Data for this exercise:
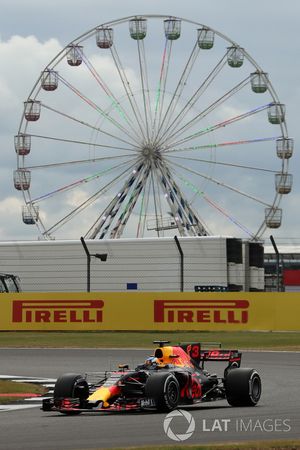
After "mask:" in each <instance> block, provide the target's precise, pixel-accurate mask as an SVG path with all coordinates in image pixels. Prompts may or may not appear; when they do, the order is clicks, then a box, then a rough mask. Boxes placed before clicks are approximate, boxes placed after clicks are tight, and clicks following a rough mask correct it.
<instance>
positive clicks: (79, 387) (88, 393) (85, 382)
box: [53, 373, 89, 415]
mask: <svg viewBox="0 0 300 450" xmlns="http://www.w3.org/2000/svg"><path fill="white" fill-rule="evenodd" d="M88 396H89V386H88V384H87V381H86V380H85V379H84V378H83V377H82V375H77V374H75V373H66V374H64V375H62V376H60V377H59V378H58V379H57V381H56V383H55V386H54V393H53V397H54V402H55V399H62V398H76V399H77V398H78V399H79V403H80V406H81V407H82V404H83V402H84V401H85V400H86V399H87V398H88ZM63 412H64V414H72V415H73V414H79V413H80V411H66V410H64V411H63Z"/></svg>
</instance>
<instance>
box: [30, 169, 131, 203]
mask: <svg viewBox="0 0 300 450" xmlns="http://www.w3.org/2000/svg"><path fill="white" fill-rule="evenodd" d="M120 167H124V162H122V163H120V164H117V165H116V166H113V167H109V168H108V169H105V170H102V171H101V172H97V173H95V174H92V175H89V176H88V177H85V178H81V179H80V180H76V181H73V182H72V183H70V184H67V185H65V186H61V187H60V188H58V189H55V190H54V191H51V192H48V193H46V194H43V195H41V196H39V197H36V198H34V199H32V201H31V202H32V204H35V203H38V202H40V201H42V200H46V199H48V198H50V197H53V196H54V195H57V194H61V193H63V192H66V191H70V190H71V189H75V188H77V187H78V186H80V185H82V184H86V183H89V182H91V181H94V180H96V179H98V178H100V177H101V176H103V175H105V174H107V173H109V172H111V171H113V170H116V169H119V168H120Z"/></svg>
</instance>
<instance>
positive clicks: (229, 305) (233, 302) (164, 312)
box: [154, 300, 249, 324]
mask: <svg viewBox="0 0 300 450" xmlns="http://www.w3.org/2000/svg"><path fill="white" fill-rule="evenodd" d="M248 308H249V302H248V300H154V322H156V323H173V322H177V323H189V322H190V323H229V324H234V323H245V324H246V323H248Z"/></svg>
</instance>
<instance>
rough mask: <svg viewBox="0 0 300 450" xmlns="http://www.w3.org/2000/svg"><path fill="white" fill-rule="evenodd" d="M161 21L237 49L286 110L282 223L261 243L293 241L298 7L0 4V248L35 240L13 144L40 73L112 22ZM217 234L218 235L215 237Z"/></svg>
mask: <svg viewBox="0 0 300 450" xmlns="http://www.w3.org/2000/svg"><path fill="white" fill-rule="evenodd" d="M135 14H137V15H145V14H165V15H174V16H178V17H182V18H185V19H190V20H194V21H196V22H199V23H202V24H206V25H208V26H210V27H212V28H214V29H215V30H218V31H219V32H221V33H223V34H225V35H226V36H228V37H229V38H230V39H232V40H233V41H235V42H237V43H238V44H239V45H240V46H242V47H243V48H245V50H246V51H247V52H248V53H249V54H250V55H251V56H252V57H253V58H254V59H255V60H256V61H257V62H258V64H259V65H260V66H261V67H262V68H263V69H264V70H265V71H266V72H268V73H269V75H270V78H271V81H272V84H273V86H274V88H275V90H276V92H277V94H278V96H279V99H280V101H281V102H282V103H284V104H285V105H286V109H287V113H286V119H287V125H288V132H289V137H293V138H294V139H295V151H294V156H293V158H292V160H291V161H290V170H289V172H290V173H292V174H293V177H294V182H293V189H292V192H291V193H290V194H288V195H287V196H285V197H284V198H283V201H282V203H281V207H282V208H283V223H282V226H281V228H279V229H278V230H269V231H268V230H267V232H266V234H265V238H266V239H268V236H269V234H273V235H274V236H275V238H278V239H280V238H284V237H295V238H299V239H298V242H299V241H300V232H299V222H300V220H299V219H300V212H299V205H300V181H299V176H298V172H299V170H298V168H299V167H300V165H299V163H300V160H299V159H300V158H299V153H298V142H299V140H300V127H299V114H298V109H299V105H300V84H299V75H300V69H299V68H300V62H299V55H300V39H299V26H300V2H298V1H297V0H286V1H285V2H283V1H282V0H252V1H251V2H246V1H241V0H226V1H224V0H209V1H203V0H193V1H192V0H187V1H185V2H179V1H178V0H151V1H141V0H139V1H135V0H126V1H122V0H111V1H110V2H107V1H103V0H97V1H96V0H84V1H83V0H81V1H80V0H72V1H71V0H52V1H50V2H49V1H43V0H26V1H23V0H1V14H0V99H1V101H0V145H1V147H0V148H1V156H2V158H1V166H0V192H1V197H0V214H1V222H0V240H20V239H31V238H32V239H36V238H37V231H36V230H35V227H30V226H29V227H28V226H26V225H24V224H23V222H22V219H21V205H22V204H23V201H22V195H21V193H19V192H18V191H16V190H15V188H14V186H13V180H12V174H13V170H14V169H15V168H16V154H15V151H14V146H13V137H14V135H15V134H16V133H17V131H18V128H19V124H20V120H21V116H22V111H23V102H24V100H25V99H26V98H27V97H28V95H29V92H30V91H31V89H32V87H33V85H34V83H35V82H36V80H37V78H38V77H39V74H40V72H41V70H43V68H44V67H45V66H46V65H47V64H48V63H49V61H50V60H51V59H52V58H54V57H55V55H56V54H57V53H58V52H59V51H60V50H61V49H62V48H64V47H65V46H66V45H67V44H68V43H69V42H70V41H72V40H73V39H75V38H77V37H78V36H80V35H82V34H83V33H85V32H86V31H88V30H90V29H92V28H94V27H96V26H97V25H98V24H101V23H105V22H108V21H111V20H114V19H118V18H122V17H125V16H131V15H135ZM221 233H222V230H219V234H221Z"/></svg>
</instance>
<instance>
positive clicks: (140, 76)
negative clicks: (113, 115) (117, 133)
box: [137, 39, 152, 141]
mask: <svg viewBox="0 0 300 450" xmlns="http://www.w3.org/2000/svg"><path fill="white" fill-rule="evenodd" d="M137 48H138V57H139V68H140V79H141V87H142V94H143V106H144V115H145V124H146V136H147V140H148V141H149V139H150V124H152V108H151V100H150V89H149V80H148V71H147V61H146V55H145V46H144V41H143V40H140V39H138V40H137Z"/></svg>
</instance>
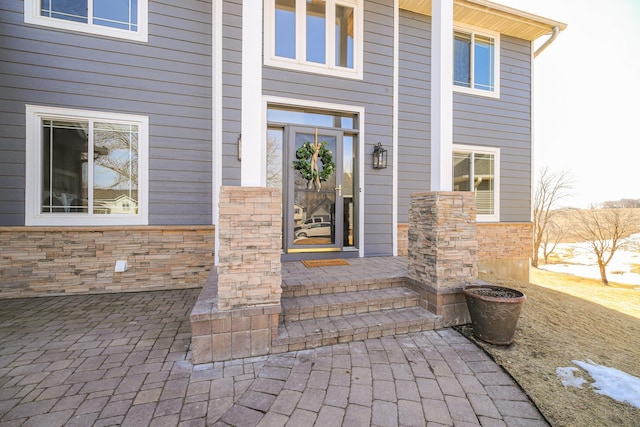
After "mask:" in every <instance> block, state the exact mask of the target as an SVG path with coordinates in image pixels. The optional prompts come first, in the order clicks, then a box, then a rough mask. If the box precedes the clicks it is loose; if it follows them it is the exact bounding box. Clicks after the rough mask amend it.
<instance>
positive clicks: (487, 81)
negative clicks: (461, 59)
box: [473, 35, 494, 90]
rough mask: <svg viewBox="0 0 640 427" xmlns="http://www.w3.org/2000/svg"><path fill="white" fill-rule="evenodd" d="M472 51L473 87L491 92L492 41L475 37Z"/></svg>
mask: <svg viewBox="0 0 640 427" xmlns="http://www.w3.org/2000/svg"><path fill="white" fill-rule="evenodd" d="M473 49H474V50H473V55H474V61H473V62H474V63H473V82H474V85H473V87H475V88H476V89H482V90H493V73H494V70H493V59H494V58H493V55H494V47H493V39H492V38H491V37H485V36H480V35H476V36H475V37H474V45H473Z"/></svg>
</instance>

What this task involves: From the entries above, copy out every line where the string "negative" appears.

Your solution:
negative clicks: (113, 115) (117, 133)
negative clicks: (461, 59)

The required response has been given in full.